Referring expression data
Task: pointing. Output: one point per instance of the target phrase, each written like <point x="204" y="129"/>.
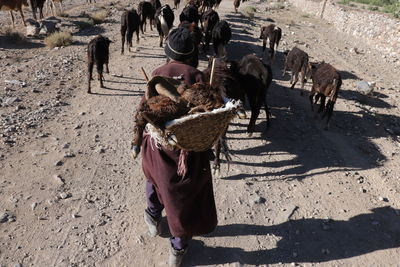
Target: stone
<point x="383" y="199"/>
<point x="65" y="195"/>
<point x="365" y="88"/>
<point x="4" y="217"/>
<point x="47" y="27"/>
<point x="32" y="27"/>
<point x="257" y="200"/>
<point x="59" y="179"/>
<point x="69" y="154"/>
<point x="16" y="82"/>
<point x="285" y="215"/>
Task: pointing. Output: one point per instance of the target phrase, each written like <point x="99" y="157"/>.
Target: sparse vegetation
<point x="85" y="24"/>
<point x="249" y="11"/>
<point x="99" y="16"/>
<point x="13" y="37"/>
<point x="387" y="6"/>
<point x="64" y="15"/>
<point x="58" y="39"/>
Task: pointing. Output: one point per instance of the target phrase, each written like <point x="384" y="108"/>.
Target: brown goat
<point x="52" y="5"/>
<point x="98" y="53"/>
<point x="14" y="5"/>
<point x="158" y="109"/>
<point x="326" y="83"/>
<point x="274" y="34"/>
<point x="236" y="4"/>
<point x="297" y="62"/>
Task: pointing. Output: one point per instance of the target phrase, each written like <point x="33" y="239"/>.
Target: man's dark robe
<point x="188" y="200"/>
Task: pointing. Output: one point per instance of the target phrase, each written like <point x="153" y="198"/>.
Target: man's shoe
<point x="153" y="224"/>
<point x="176" y="256"/>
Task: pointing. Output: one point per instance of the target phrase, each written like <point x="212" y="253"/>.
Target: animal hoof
<point x="172" y="140"/>
<point x="216" y="172"/>
<point x="241" y="114"/>
<point x="135" y="151"/>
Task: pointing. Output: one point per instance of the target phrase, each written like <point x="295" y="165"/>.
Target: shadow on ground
<point x="305" y="240"/>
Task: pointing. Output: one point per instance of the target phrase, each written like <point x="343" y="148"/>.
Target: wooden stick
<point x="212" y="72"/>
<point x="145" y="75"/>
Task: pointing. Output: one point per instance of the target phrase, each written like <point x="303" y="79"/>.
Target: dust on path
<point x="339" y="186"/>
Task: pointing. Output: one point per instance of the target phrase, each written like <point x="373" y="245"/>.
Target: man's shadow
<point x="304" y="240"/>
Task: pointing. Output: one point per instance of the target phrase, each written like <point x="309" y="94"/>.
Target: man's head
<point x="180" y="46"/>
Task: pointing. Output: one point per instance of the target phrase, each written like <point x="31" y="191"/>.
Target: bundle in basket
<point x="190" y="118"/>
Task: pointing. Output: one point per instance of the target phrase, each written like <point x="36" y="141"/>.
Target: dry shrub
<point x="249" y="11"/>
<point x="13" y="37"/>
<point x="99" y="16"/>
<point x="85" y="24"/>
<point x="58" y="39"/>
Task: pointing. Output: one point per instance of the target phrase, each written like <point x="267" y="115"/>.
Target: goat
<point x="146" y="11"/>
<point x="130" y="23"/>
<point x="197" y="36"/>
<point x="176" y="3"/>
<point x="164" y="20"/>
<point x="236" y="80"/>
<point x="190" y="14"/>
<point x="255" y="77"/>
<point x="208" y="21"/>
<point x="37" y="4"/>
<point x="207" y="4"/>
<point x="297" y="62"/>
<point x="156" y="4"/>
<point x="236" y="4"/>
<point x="11" y="5"/>
<point x="52" y="5"/>
<point x="274" y="34"/>
<point x="98" y="53"/>
<point x="196" y="3"/>
<point x="163" y="105"/>
<point x="326" y="83"/>
<point x="221" y="34"/>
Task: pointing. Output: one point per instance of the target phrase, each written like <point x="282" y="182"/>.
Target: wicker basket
<point x="197" y="132"/>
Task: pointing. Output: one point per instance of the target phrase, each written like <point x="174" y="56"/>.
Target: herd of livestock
<point x="248" y="77"/>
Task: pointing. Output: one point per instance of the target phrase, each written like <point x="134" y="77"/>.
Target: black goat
<point x="326" y="83"/>
<point x="146" y="11"/>
<point x="130" y="23"/>
<point x="209" y="19"/>
<point x="190" y="14"/>
<point x="297" y="62"/>
<point x="274" y="34"/>
<point x="221" y="35"/>
<point x="98" y="53"/>
<point x="164" y="20"/>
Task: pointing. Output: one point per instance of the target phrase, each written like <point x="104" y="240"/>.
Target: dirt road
<point x="70" y="195"/>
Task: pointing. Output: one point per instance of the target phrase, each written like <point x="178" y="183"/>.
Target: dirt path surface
<point x="70" y="195"/>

→ **WORK REQUEST**: An exact copy is needed of the lines from the one containing "Target: wicker basket" through the end of the records.

→ **RESPONSE AREA**:
Target: wicker basket
<point x="197" y="132"/>
Task: pointing. Output: one point per instance of the target phrase, each written like <point x="174" y="56"/>.
Target: herd of livestock
<point x="248" y="77"/>
Task: pointing. Output: one point per instance of the target phrase, each written like <point x="134" y="77"/>.
Target: black goat
<point x="326" y="83"/>
<point x="146" y="11"/>
<point x="130" y="23"/>
<point x="209" y="19"/>
<point x="190" y="14"/>
<point x="297" y="62"/>
<point x="274" y="34"/>
<point x="221" y="35"/>
<point x="98" y="53"/>
<point x="164" y="20"/>
Task: pointing. Output: one point per instance of the target phrase, each written like <point x="104" y="240"/>.
Target: dirt road
<point x="70" y="195"/>
Task: pointing. Output: one point per instance of the target phrase, each written like <point x="178" y="183"/>.
Target: dirt path surface
<point x="70" y="195"/>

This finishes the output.